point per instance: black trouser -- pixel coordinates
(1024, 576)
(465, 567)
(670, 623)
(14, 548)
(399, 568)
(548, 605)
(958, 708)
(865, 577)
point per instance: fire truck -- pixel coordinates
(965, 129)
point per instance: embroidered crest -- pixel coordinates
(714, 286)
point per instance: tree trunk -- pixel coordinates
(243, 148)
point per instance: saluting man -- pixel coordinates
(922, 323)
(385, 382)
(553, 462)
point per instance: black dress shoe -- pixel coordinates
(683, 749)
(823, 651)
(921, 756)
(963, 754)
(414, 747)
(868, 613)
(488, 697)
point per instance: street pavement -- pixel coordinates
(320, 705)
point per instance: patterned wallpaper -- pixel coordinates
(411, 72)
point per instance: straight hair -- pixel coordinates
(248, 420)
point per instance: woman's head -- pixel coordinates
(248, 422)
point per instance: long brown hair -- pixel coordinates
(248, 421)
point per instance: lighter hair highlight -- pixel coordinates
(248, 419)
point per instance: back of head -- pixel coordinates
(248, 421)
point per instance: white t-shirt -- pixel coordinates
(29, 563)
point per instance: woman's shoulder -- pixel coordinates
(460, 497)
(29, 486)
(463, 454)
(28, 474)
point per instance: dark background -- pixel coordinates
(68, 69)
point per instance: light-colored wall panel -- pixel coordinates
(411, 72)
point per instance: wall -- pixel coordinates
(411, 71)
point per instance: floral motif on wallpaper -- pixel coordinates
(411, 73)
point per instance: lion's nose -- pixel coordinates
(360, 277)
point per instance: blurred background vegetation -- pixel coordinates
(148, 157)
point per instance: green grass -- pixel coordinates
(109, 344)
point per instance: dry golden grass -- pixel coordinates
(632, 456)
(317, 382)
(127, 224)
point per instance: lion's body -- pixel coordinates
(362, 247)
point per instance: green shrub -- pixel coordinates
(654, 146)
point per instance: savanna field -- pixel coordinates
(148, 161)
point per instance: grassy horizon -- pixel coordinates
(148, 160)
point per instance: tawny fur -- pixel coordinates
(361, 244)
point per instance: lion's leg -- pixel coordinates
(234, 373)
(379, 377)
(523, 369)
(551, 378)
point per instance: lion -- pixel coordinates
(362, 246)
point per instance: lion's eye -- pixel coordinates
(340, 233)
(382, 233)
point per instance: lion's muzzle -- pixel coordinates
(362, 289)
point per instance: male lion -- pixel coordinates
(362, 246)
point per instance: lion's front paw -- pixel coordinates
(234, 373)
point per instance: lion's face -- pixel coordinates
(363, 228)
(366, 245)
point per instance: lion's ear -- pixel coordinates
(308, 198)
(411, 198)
---+---
• _Problem to solve_
Give the rows above as a Markdown table with two columns, Number and Row text. Put one line per table row in order and leave out blank lines.

• _Solved exercise_
| Number | Row text |
|---|---|
| 1 | point per instance: black trouser -- pixel coordinates |
| 2 | (1024, 576) |
| 3 | (465, 567) |
| 4 | (670, 623) |
| 5 | (14, 548) |
| 6 | (399, 568) |
| 7 | (548, 605) |
| 8 | (958, 708) |
| 9 | (865, 577) |
| 10 | point per instance: fire truck -- pixel coordinates |
| 11 | (965, 129) |
| 12 | point per instance: embroidered crest -- pixel coordinates |
| 13 | (714, 286) |
| 14 | point per instance: tree trunk -- pixel coordinates |
| 15 | (243, 148) |
| 16 | point per instance: saluting man -- pixel coordinates |
| 17 | (922, 323) |
| 18 | (385, 382) |
| 19 | (553, 462) |
| 20 | point per instance: black dress shoe -- pixel coordinates |
| 21 | (683, 749) |
| 22 | (823, 651) |
| 23 | (921, 756) |
| 24 | (963, 754) |
| 25 | (414, 747) |
| 26 | (868, 613) |
| 27 | (488, 697) |
| 28 | point per instance: street pavement -- pixel coordinates |
| 29 | (320, 705) |
| 30 | point per instance: patterned wallpaper -- pixel coordinates |
| 31 | (411, 72) |
| 32 | point per instance: straight hair -- pixel coordinates |
| 33 | (248, 420) |
| 34 | point per instance: woman's head -- pixel coordinates |
| 35 | (248, 422) |
| 36 | point per instance: long brown hair -- pixel coordinates |
| 37 | (248, 421) |
| 38 | point per instance: lighter hair highlight -- pixel coordinates |
| 39 | (248, 419) |
| 40 | point per instance: back of head -- pixel coordinates |
| 41 | (248, 421) |
| 42 | point per instance: white t-shirt -- pixel coordinates |
| 43 | (29, 563) |
| 44 | point per instance: woman's shoulder -- pixel coordinates |
| 45 | (460, 497) |
| 46 | (29, 486) |
| 47 | (463, 454) |
| 48 | (28, 474) |
| 49 | point per instance: dark background -- pixel coordinates |
| 50 | (68, 69) |
| 51 | point per instance: light-colored wall panel -- pixel coordinates |
| 52 | (411, 72) |
| 53 | point per instance: wall -- pixel coordinates |
| 54 | (411, 71) |
| 55 | point per instance: floral motif on wallpaper -- pixel coordinates |
| 56 | (411, 73) |
| 57 | point per instance: lion's nose -- pixel coordinates |
| 58 | (360, 277) |
| 59 | point per instance: blurred background vegetation -- pixel coordinates |
| 60 | (148, 157) |
| 61 | point per instance: green grass -- pixel coordinates |
| 62 | (109, 344) |
| 63 | point per instance: dry golden grass -- pixel coordinates |
| 64 | (632, 456) |
| 65 | (317, 382) |
| 66 | (127, 224) |
| 67 | point per instance: lion's body -- pixel coordinates |
| 68 | (362, 247) |
| 69 | point per instance: green shrub -- pixel coordinates |
| 70 | (654, 146) |
| 71 | point per instance: savanna field -- pixel coordinates |
| 72 | (148, 161) |
| 73 | point per instance: grassy horizon -- pixel coordinates |
| 74 | (148, 160) |
| 75 | point per instance: tawny fur -- pixel coordinates |
| 76 | (361, 244) |
| 77 | point per instance: lion's leg -- pixel coordinates |
| 78 | (234, 373) |
| 79 | (379, 377) |
| 80 | (523, 369) |
| 81 | (551, 378) |
| 82 | point per instance: lion -- pixel coordinates |
| 83 | (362, 246) |
| 84 | point per instance: lion's eye -- pixel coordinates |
| 85 | (340, 233) |
| 86 | (382, 233) |
| 87 | point per instance: lion's muzzle -- pixel coordinates |
| 88 | (362, 289) |
| 89 | point per instance: male lion -- pixel coordinates |
| 90 | (362, 246) |
| 91 | point per instance: lion's front paw -- pixel coordinates |
| 92 | (234, 373) |
| 93 | point per instance: lion's face -- pixel coordinates |
| 94 | (363, 228) |
| 95 | (366, 245) |
| 96 | point per instance: lion's ear -- pixel coordinates |
| 97 | (308, 198) |
| 98 | (411, 198) |